◆ Tasks to carry out
1/ Please summarize the crossword puzzle page below in two sentences.
2/ How many lines of the entries below contain the string "mountain"? Give the number alone.

◆ Extracted text
────────

Wednesday, April 6, 2016

Wednesday, April 6, 2016 — DT 27961

Puzzle at a Glance
Puzzle Number in The Daily Telegraph
DT 27961
Publication Date in The Daily Telegraph
Tuesday, November 17, 2015
Link to Full Review
Big Dave's Crossword Blog [DT 27961]
Big Dave's Crossword Blog Review Written By
BD Rating
Difficulty - ★★ Enjoyment - ★★★
Falcon's Experience
- solved without assistance
- incorrect prior to use of puzzle solving tools
- solved with assistance from puzzle solving tools
- solved with aid of checking letters provided by puzzle solving tools
- solved but without fully parsing the clue
- unsolved or incorrect prior to visiting Big Dave's Crossword Blog
- solved with aid of checking letters provided by solutions from Big Dave's Crossword Blog
- reviewed by Falcon for Big Dave's Crossword Blog
- yet to be solved
The National Post has skipped DT 27960 which was published in The Daily Telegraph on Monday, November 16, 2015.

────────

◆ Task inputs

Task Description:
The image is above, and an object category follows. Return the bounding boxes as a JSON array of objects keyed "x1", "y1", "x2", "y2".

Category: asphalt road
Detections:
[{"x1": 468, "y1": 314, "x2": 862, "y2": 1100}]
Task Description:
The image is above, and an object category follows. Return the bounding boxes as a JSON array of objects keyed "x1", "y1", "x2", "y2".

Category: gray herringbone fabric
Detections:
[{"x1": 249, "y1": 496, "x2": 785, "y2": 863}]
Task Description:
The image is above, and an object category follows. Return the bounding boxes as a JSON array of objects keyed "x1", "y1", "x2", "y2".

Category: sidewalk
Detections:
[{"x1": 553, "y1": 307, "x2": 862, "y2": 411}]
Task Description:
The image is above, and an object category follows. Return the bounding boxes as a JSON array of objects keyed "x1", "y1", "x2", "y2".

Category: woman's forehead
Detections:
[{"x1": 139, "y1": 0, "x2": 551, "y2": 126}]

────────

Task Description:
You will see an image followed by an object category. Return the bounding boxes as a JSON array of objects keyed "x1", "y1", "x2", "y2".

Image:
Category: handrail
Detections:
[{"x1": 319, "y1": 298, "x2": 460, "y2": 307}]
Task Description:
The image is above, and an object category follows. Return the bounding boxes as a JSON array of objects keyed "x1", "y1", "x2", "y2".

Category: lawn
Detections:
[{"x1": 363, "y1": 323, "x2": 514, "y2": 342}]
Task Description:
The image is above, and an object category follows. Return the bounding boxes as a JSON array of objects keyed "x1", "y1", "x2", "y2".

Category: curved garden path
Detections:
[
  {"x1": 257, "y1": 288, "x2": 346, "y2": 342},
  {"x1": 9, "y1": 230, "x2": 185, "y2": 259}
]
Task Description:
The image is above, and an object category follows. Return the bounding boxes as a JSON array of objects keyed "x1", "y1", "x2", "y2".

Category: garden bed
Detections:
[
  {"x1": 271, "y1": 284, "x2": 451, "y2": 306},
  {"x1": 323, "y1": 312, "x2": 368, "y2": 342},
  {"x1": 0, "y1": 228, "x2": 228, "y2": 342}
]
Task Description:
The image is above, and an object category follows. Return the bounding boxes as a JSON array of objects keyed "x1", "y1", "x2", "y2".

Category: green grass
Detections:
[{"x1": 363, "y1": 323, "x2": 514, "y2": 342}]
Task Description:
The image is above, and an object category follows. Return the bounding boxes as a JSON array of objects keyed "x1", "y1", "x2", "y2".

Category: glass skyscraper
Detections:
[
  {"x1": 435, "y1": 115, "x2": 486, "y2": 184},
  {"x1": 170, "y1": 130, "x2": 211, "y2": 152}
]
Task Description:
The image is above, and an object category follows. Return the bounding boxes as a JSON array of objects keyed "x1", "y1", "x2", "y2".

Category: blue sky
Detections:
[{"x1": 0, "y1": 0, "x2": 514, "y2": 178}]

────────

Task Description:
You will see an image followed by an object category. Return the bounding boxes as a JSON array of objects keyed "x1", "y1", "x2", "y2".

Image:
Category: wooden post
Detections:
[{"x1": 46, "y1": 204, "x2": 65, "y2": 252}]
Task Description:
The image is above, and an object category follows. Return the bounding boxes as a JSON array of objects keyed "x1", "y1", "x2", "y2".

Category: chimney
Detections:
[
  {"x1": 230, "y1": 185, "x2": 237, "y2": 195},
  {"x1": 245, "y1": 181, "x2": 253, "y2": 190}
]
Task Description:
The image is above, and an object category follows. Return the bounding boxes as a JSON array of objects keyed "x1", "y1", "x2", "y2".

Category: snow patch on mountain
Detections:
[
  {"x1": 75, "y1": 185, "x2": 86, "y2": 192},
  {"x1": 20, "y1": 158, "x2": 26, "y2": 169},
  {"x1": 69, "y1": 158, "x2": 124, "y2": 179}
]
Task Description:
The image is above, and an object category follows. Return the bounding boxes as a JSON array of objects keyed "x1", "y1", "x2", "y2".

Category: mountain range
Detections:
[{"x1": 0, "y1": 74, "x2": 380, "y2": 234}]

────────

◆ Expected results
1/ The page for Wednesday, April 6, 2016 covers puzzle DT 27961, which was published in The Daily Telegraph on Tuesday, November 17, 2015, and received a BD rating of two stars for difficulty and three stars for enjoyment. The National Post skipped DT 27960, which appeared in The Daily Telegraph on Monday, November 16, 2015.

2/ 2